Work task: All of the data is to be copied word for word.

┌─ Entries provided

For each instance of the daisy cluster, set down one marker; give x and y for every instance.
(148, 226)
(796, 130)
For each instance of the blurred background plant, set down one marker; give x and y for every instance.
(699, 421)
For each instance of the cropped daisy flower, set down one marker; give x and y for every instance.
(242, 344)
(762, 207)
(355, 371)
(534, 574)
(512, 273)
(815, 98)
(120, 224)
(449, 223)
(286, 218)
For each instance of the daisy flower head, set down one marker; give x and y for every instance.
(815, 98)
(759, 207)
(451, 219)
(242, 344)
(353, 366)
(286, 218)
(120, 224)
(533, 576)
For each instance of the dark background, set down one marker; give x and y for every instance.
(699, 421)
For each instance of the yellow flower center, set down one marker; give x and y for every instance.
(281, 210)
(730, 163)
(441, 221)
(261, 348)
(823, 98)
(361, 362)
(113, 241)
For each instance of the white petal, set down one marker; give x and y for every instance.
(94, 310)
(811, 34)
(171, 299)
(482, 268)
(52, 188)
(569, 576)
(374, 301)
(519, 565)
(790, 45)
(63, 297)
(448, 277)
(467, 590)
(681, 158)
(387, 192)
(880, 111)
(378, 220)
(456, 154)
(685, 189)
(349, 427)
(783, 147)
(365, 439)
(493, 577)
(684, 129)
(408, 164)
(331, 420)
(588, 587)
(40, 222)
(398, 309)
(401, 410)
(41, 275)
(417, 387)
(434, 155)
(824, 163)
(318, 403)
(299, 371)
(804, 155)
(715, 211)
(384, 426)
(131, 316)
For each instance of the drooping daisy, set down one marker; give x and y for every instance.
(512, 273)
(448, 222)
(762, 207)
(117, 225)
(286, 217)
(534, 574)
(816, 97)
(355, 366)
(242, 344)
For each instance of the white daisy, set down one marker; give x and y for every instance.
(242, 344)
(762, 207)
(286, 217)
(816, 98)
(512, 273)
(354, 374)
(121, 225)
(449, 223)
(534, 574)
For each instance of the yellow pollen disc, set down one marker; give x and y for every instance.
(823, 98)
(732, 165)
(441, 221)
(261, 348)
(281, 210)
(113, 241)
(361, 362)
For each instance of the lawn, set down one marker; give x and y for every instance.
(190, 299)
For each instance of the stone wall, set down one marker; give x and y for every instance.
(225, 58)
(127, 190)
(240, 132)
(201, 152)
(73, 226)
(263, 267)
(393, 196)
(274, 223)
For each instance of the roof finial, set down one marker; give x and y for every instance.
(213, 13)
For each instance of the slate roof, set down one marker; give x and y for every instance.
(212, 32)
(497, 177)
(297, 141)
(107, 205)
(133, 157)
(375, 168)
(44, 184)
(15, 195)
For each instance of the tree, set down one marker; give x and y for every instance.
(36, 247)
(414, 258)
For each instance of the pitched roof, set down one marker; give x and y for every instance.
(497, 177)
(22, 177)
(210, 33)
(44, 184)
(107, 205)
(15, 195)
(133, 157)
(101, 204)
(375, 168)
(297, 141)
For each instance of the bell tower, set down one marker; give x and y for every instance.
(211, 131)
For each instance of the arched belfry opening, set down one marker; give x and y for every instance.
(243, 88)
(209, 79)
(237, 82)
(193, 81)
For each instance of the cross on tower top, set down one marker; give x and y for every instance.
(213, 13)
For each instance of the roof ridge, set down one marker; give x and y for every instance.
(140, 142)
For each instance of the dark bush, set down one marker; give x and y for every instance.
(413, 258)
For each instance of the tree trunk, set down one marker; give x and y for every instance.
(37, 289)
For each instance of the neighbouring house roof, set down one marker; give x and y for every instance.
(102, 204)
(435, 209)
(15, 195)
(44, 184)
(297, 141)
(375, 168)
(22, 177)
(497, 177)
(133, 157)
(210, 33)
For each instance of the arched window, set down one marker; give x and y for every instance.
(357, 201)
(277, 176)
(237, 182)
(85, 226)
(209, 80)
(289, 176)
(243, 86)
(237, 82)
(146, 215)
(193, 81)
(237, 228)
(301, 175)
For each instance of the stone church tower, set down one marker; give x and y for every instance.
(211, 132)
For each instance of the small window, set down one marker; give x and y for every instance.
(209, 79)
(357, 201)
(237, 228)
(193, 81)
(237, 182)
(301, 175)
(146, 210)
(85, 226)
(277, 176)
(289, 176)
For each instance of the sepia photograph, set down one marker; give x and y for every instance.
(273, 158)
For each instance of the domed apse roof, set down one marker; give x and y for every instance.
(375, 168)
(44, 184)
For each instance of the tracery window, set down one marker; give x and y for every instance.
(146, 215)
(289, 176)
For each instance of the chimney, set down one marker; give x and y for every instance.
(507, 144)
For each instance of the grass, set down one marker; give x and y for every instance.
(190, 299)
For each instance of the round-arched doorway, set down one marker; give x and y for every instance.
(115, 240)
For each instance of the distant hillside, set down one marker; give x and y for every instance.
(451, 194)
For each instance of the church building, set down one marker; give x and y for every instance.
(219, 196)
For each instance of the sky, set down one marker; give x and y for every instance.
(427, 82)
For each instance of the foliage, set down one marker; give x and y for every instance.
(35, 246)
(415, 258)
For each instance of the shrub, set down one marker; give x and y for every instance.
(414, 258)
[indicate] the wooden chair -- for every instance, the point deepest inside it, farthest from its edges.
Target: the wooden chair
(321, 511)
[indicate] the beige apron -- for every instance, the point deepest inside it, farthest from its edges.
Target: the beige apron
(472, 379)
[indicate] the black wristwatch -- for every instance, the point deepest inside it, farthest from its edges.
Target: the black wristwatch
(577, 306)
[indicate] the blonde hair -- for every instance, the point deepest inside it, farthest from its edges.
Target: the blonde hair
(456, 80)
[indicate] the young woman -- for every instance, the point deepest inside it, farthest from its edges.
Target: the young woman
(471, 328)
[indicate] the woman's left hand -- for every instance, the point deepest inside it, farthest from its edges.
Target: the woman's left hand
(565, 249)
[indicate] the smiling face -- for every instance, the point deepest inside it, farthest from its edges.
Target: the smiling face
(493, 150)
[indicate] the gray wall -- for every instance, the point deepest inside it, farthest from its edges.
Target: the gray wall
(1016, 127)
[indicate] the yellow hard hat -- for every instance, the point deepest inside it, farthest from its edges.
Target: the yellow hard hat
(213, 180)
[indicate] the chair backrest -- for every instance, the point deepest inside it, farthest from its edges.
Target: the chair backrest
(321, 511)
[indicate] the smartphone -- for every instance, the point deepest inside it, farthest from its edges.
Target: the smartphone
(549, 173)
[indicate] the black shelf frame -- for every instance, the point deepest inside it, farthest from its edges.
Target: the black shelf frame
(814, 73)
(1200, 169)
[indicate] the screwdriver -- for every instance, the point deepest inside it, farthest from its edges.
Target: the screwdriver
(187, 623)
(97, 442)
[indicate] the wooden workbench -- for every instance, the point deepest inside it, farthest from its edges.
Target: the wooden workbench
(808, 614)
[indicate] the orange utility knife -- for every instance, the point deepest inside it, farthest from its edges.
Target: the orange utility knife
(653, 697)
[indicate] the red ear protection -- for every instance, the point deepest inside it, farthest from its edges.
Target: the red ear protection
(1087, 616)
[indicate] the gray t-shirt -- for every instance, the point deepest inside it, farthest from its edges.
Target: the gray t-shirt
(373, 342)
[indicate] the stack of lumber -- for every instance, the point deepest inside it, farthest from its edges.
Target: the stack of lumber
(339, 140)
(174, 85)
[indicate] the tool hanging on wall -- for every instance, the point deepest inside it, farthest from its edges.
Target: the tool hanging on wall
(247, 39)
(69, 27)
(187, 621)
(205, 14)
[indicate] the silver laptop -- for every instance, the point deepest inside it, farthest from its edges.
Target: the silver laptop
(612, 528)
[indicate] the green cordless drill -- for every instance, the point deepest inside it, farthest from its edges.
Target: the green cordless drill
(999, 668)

└─

Task output:
For each instance of the daisy cluster, set down one marker; give x and y for every instance.
(148, 226)
(796, 130)
For each instance of the blurred background plant, set down one marker; give x and y for every instance.
(699, 421)
For each instance of the cropped daisy flower, set down one marker; give x and y for every instance.
(242, 344)
(762, 207)
(355, 371)
(534, 574)
(512, 273)
(815, 98)
(120, 224)
(449, 223)
(286, 218)
For each instance of the daisy flower head, set down one marker; give x and y for every instance.
(815, 98)
(759, 207)
(451, 219)
(242, 344)
(353, 366)
(286, 218)
(120, 224)
(533, 576)
For each instance of the dark background, set down one marker; give x and y for every instance.
(699, 421)
For each instance of the yellow flower center, set down one marker; give x and y for every instance.
(281, 210)
(730, 163)
(441, 221)
(261, 348)
(823, 98)
(361, 362)
(113, 241)
For each instance of the white petal, set down one marker; give x and y for every instance.
(94, 310)
(811, 34)
(171, 299)
(482, 268)
(52, 188)
(569, 576)
(374, 301)
(519, 565)
(790, 45)
(63, 297)
(448, 277)
(467, 590)
(681, 158)
(387, 192)
(880, 111)
(378, 220)
(456, 154)
(685, 189)
(349, 427)
(783, 147)
(365, 439)
(493, 577)
(684, 129)
(408, 164)
(331, 420)
(588, 587)
(40, 222)
(398, 309)
(401, 410)
(41, 275)
(417, 387)
(434, 155)
(824, 163)
(318, 403)
(299, 371)
(804, 155)
(715, 211)
(384, 426)
(131, 316)
For each instance of the drooping daisy, set down one marker; give x and y for every instance.
(512, 273)
(448, 222)
(762, 207)
(117, 225)
(286, 217)
(534, 574)
(816, 97)
(355, 366)
(242, 344)
For each instance of the white daisy, set down one marker; give x and y for every instance.
(242, 344)
(762, 207)
(286, 217)
(816, 98)
(512, 273)
(354, 374)
(121, 225)
(449, 223)
(534, 574)
For each instance of the yellow pollen disc, set down one marker; give x and y for every instance.
(823, 98)
(732, 165)
(441, 221)
(261, 348)
(281, 210)
(113, 241)
(361, 362)
For each instance of the lawn, set down one marker; give x and y for every instance.
(190, 299)
For each instance of the stone wall, set down one marker; give x and y for every instance.
(225, 58)
(127, 190)
(240, 132)
(201, 152)
(73, 226)
(263, 267)
(393, 196)
(274, 223)
For each instance of the roof finial, set down one marker; give x and y for every instance.
(213, 13)
For each instance of the slate roof, set down one marker; give x and y for every instance.
(212, 32)
(497, 177)
(297, 141)
(107, 205)
(133, 157)
(375, 168)
(44, 184)
(15, 195)
For each instance of the tree, set down one marker; give x and y for every instance.
(36, 247)
(414, 258)
For each instance of the pitched roof, set down one marker; give x and y for every instance.
(497, 177)
(22, 177)
(210, 33)
(44, 184)
(107, 205)
(15, 195)
(133, 157)
(101, 204)
(375, 168)
(297, 141)
For each instance of the bell tower, set down one marker; give x and y for every instance.
(211, 131)
For each instance of the arched belfry opening, set down one marker; give x and y for every instance.
(243, 88)
(209, 79)
(237, 82)
(193, 81)
For each instance of the cross on tower top, set down one marker; give x and y for every instance.
(213, 13)
For each instance of the roof ridge, set down one marker; give x and y for every instance.
(140, 142)
For each instance of the dark bush, set down one marker; give x and y for every instance.
(413, 258)
For each instance of the tree trunk, set down one marker; give x and y for every instance.
(37, 289)
For each instance of the neighbouring house roof, set down one marker; give x and y for every instance.
(102, 204)
(435, 209)
(15, 195)
(44, 184)
(297, 141)
(375, 168)
(22, 177)
(497, 177)
(133, 157)
(210, 33)
For each instance of the arched window, set down one marker; give x and y for every instance.
(357, 201)
(277, 176)
(237, 182)
(85, 226)
(209, 80)
(289, 176)
(243, 86)
(237, 82)
(146, 215)
(193, 81)
(237, 228)
(301, 175)
For each instance of the stone church tower, set down one marker; give x and y for every instance.
(211, 132)
For each instance of the small window, set down one marker; give x and y for every instance.
(209, 79)
(357, 201)
(237, 228)
(193, 81)
(237, 182)
(301, 175)
(146, 210)
(85, 226)
(277, 176)
(289, 176)
For each instance of the sepia photograph, set down one marker; give x and y for every instance.
(273, 158)
For each instance of the domed apse roof, set down one marker; give x and y for every instance.
(375, 168)
(44, 184)
For each instance of the tracery window, set down one marker; give x and y for every instance.
(146, 215)
(289, 176)
For each instance of the chimney, set down one marker; give x and y for every instance.
(507, 144)
For each instance of the grass, set down one marker; give x and y for every instance.
(190, 299)
For each instance of the round-arched doorway, set down one marker; give x and y for every instance.
(115, 240)
For each instance of the distant hillside, set down one marker; give x and y for every instance.
(451, 194)
For each instance of the church building, set down one marker; give x and y for every instance.
(219, 196)
For each instance of the sky, set down one marker; give x and y for every instance.
(427, 82)
For each instance of the foliage, set down one marker; give x and y for every instance.
(35, 246)
(415, 258)
For each instance of the shrub, set down one marker; give x and y for every instance.
(414, 258)
[indicate] the wooden chair -- for every instance, the point deepest inside it, farthest from its edges.
Target: the wooden chair
(321, 511)
[indicate] the beige apron -- for every instance, the point deepest inside it, farthest from its edges.
Target: the beige apron
(472, 379)
[indicate] the black wristwatch -- for every instance, the point deepest inside it, farthest from its edges.
Target: the black wristwatch
(577, 306)
[indicate] the blonde hair -- for every instance, the point deepest inside it, farthest from its edges.
Target: the blonde hair
(456, 80)
[indicate] the young woman -- for every instance, the point deepest inside it, farthest from its edges.
Target: the young woman
(471, 328)
[indicate] the woman's left hand -- for every instance, the point deepest inside it, farthest from its edges.
Target: the woman's left hand
(565, 249)
[indicate] the smiling face -- for every instance, the point deepest inside it, farthest from its edges.
Target: the smiling face
(493, 150)
[indicate] the gray wall -- for every instance, the point deepest inside it, farthest from its edges.
Target: the gray wall
(1016, 127)
[indicate] the yellow hard hat -- for every instance, the point deepest inside it, farthest from its edges.
Target: the yellow hard hat
(213, 180)
[indicate] the chair backrest -- for every instance, the point deepest inside it, farthest from its edges.
Target: the chair backrest
(321, 511)
[indicate] the smartphone -- for every instance, the point deepest inside it, farthest from its edges.
Target: the smartphone
(549, 173)
[indicate] the black shelf frame -- for every instance, the point deepest inside it, farthest from its edges.
Target: the black shelf frame
(814, 73)
(1200, 169)
[indicate] the screwdriver -- for every instance, the point deepest inside it, farthest from its edges.
Target: the screwdriver
(187, 623)
(97, 442)
[indicate] the wooden workbench -- for every instance, the point deepest inside it, farthest from its edges.
Target: the wooden workbench
(808, 614)
[indicate] the orange utility knife -- for every instance, the point deepest inside it, farthest from its edges.
Target: the orange utility knife
(653, 697)
[indicate] the red ear protection -- for every instance, the point deepest inside it, farthest from its edges.
Target: the red ear protection
(1087, 616)
[indicate] the gray t-shirt -- for every instance, the point deepest inside it, farthest from its edges.
Target: the gray t-shirt
(373, 342)
[indicate] the stack of lumber -- for every instance, the point deepest inside it, farthest from its edges.
Target: the stack of lumber
(339, 140)
(174, 85)
[indicate] the tool hanging on wall -- for every instance, the point deepest inside it, farthest from its edges.
Target: the tool hanging on wall
(247, 39)
(69, 27)
(187, 621)
(205, 14)
[indicate] the silver laptop -- for every instance, the point deepest inside it, farthest from its edges.
Target: the silver laptop
(612, 528)
[indicate] the green cordless drill -- for every instance, the point deepest inside it, farthest from its edges.
Target: the green cordless drill
(999, 668)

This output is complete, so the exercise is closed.